Records:
_ _ _

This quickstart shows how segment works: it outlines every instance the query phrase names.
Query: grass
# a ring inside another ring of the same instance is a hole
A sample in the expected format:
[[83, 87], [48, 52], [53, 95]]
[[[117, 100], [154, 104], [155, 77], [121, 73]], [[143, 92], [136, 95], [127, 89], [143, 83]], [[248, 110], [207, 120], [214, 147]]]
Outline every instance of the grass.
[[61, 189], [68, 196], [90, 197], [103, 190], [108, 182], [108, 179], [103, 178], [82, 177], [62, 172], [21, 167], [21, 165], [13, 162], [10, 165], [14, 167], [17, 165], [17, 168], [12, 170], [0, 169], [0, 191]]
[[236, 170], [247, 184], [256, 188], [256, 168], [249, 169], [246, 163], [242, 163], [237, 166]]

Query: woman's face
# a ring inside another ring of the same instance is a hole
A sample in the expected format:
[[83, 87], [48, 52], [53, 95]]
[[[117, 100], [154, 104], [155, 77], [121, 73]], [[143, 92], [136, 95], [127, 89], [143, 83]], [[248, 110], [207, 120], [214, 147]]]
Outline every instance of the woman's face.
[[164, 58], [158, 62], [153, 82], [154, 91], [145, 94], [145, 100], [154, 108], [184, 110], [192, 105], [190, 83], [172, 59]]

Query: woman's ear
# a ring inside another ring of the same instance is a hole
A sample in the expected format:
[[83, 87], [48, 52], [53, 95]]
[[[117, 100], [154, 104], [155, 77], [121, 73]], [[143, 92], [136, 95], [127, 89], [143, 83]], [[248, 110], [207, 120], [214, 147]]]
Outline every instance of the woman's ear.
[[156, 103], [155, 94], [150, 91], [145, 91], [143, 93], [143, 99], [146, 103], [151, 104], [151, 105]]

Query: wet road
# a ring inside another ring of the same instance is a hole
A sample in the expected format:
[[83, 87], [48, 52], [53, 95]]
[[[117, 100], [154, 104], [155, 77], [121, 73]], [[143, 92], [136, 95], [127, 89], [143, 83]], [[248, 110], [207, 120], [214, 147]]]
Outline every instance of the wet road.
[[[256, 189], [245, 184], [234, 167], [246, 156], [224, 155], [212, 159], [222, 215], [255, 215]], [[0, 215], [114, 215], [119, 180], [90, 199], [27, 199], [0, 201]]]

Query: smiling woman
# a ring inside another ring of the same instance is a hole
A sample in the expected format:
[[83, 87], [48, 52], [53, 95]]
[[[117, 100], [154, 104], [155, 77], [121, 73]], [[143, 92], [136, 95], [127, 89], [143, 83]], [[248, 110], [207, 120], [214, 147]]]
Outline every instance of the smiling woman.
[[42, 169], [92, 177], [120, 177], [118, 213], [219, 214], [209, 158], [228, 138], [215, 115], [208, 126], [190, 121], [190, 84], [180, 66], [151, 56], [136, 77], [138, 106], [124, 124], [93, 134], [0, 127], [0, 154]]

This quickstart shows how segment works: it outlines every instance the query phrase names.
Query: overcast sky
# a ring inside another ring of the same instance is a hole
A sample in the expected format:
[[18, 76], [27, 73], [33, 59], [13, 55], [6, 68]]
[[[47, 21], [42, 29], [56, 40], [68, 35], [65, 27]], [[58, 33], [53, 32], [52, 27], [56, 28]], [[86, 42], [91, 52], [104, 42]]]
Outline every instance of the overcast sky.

_ _ _

The task ::
Convert the part of the material that begins with the line containing "Query: woman's ear" and ends with the line containing "104], [151, 105]]" into a JSON list of strings, one string per line and leaving out blank lines.

The reply ::
[
  "Query: woman's ear",
  "# a ring inside another ring of the same instance is a hole",
  "A sample in the expected format:",
  "[[83, 87], [48, 52], [53, 95]]",
  "[[[117, 100], [154, 104], [155, 77], [121, 73]], [[143, 92], [136, 95], [127, 89], [143, 83]], [[248, 110], [207, 120], [214, 147]]]",
  "Outline every instance of the woman's ear.",
  "[[156, 103], [155, 94], [150, 91], [145, 91], [143, 93], [143, 99], [146, 103], [151, 104], [151, 105]]"
]